Given the listing below, write out exactly the lines starting with the line that has "positive clicks: (249, 92)" and going on through the line that has "box: [0, 4, 250, 103]", both kept.

((

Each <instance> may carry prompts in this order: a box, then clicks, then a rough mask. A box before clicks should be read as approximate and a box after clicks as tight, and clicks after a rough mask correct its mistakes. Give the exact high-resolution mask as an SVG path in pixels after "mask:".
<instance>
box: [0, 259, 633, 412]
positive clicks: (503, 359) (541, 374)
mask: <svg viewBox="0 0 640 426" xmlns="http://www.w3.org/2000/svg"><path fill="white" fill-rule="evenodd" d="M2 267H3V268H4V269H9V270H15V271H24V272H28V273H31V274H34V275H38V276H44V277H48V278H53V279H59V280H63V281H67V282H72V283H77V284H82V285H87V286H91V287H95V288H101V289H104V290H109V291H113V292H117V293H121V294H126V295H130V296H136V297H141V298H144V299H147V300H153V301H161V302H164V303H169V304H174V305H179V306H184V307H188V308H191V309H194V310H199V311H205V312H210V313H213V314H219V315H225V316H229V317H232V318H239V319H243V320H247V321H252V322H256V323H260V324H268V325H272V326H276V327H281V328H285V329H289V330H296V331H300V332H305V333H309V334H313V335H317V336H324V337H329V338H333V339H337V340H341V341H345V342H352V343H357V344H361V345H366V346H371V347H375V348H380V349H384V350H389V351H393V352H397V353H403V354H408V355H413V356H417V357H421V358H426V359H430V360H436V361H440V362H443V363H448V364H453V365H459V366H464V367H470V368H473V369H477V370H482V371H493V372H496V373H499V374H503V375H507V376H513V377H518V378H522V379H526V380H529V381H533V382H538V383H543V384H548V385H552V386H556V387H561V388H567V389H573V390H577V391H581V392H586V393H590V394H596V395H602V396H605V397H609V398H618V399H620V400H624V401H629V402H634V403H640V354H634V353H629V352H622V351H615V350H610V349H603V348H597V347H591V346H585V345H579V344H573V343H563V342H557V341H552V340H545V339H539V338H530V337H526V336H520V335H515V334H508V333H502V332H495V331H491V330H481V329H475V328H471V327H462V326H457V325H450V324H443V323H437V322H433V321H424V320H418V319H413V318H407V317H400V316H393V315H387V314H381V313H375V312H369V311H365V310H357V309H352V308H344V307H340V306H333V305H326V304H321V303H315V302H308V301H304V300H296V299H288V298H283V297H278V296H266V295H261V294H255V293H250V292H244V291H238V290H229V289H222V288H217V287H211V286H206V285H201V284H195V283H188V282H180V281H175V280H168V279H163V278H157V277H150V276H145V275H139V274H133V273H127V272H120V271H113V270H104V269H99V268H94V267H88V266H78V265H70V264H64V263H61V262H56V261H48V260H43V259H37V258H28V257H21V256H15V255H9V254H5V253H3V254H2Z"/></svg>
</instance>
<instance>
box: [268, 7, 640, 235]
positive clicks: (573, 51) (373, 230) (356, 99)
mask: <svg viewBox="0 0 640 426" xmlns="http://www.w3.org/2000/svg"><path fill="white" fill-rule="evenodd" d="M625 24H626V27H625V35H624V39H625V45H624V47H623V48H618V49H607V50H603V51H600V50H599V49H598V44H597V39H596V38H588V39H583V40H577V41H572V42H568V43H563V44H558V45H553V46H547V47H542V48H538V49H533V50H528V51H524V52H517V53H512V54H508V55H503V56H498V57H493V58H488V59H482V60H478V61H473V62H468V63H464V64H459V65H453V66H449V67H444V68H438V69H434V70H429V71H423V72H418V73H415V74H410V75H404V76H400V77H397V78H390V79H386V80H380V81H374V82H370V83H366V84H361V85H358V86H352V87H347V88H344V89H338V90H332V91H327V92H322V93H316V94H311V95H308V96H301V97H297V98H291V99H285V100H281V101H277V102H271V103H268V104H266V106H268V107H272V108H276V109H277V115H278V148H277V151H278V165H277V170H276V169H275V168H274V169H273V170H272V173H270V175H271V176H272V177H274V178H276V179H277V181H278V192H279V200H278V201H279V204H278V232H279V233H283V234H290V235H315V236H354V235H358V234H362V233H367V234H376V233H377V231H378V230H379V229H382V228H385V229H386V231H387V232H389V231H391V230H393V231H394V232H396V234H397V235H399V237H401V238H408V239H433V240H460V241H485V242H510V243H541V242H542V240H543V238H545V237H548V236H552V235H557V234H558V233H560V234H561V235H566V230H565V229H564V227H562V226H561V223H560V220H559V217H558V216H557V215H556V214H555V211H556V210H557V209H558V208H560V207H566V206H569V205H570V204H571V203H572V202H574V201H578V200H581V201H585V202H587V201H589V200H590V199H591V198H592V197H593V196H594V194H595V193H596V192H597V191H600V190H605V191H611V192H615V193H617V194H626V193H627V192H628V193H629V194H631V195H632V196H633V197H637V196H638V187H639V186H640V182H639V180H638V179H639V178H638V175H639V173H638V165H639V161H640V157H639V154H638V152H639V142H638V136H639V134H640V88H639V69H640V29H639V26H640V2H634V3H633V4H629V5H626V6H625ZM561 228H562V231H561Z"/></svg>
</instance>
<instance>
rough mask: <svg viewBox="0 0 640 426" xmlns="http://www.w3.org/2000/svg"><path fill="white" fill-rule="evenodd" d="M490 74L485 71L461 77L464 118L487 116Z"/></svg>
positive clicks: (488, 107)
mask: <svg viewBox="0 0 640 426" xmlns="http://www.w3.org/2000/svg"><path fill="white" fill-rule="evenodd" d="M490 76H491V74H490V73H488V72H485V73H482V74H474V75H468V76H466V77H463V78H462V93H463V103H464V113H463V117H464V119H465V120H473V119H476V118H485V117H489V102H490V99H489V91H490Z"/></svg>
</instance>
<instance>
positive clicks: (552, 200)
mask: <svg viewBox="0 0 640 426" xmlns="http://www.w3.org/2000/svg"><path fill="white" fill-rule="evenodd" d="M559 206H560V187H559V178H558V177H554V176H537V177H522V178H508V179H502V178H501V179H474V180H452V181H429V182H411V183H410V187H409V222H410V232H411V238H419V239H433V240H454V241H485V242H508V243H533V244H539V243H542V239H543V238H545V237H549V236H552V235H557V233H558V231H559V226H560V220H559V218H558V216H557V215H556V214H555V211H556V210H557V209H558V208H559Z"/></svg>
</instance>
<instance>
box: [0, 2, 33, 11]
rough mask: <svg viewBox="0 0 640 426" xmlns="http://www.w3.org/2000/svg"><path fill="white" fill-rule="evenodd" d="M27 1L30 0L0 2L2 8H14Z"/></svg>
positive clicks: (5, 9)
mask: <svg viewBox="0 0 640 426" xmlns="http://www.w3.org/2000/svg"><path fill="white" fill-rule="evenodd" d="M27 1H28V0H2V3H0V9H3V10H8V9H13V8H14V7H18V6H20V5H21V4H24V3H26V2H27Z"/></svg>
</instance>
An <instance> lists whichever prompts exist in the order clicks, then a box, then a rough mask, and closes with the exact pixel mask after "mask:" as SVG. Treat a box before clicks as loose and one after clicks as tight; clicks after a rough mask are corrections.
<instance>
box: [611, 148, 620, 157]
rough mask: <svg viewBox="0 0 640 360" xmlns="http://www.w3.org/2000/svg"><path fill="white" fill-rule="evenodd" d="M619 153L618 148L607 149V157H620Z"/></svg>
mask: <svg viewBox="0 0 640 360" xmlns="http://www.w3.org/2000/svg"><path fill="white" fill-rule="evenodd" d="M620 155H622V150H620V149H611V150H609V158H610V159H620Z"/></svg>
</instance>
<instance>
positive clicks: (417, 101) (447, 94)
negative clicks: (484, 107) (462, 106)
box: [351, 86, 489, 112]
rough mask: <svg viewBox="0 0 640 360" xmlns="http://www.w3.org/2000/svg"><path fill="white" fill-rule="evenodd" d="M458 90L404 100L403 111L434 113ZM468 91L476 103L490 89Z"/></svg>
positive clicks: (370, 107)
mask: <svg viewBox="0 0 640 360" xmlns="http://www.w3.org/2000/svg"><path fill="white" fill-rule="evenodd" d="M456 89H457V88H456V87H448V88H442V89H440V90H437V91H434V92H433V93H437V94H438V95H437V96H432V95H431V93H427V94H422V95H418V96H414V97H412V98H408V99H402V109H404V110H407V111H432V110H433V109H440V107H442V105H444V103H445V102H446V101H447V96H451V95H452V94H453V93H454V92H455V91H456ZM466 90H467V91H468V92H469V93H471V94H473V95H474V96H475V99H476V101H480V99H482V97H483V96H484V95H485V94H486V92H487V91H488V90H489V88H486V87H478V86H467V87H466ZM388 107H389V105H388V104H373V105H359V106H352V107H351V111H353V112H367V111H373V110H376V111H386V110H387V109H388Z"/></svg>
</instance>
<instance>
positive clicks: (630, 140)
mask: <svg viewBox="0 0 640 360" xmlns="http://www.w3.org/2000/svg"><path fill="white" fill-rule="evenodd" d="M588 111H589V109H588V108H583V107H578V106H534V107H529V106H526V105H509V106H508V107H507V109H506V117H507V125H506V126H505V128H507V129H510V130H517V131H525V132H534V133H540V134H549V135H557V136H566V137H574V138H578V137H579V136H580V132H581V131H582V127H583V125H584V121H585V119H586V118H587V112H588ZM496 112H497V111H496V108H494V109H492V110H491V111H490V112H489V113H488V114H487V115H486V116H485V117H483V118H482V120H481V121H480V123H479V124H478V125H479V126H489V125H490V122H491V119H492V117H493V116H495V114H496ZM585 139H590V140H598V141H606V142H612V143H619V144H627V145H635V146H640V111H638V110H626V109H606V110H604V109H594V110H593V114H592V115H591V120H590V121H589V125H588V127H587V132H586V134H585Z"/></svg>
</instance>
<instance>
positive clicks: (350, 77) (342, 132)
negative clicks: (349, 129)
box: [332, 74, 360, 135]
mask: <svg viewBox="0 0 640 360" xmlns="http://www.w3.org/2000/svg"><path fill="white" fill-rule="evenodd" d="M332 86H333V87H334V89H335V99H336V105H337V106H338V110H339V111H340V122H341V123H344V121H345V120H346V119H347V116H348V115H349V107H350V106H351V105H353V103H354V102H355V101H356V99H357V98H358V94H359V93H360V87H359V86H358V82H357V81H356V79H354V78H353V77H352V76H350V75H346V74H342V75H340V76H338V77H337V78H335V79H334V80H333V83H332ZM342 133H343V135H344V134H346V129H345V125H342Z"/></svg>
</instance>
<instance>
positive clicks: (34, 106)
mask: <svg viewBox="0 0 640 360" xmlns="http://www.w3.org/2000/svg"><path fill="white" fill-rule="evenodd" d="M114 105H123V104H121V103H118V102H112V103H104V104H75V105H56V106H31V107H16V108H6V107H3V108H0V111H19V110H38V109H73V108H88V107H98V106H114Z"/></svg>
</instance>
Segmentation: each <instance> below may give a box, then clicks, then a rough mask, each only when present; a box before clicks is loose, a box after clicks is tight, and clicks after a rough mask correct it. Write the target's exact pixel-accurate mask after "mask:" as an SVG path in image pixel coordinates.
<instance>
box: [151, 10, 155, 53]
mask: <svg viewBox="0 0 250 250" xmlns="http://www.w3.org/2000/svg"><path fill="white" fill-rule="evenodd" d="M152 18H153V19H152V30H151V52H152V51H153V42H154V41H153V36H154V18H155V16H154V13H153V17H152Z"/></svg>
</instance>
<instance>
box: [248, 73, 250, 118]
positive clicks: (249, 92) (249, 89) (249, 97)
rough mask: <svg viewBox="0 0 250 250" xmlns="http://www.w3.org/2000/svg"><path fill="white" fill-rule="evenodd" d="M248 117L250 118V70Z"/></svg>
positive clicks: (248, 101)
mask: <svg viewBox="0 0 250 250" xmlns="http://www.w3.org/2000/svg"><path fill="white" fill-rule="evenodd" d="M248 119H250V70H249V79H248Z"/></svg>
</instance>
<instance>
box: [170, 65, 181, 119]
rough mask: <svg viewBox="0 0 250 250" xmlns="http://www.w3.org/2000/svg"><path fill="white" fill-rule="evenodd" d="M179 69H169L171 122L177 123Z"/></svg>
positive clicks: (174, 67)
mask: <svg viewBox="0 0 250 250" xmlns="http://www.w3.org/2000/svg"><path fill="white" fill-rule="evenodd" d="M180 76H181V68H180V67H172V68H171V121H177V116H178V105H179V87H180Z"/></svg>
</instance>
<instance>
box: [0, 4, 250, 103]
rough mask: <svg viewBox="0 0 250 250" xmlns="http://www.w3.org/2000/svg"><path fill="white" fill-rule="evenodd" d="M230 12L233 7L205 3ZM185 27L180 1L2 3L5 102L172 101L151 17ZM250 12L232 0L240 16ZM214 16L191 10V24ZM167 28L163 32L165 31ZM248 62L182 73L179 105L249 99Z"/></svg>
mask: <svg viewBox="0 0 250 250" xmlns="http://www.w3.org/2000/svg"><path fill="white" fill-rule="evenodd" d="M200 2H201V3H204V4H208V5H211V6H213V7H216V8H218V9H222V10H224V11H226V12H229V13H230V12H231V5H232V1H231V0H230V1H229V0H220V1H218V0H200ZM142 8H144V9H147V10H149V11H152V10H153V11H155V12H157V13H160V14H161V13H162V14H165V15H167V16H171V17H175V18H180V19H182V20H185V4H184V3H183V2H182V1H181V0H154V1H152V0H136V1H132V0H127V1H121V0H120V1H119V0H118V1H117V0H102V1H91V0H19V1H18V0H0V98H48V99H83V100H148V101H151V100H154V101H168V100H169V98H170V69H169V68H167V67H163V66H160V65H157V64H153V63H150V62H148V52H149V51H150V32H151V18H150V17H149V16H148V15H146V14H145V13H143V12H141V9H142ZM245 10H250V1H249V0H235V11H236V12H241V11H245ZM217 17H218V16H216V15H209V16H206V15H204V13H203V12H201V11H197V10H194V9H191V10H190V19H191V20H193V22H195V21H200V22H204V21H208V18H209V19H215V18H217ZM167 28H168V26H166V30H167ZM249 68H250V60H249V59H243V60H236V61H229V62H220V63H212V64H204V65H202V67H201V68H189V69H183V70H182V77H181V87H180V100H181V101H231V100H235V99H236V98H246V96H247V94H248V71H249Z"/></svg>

))

Problem solution |
positive clicks: (249, 92) (249, 89) (249, 97)
rough mask: <svg viewBox="0 0 250 250" xmlns="http://www.w3.org/2000/svg"><path fill="white" fill-rule="evenodd" d="M248 117L250 118V70Z"/></svg>
positive clicks: (248, 101)
mask: <svg viewBox="0 0 250 250" xmlns="http://www.w3.org/2000/svg"><path fill="white" fill-rule="evenodd" d="M248 119H250V70H249V79H248Z"/></svg>
</instance>
<instance>
box: [170, 65, 181, 119]
rough mask: <svg viewBox="0 0 250 250" xmlns="http://www.w3.org/2000/svg"><path fill="white" fill-rule="evenodd" d="M179 69H169L171 122L177 123Z"/></svg>
positive clicks: (174, 67)
mask: <svg viewBox="0 0 250 250" xmlns="http://www.w3.org/2000/svg"><path fill="white" fill-rule="evenodd" d="M180 76H181V68H180V67H172V68H171V121H177V116H178V105H179V87H180Z"/></svg>
</instance>
<instance>
box: [0, 4, 250, 103]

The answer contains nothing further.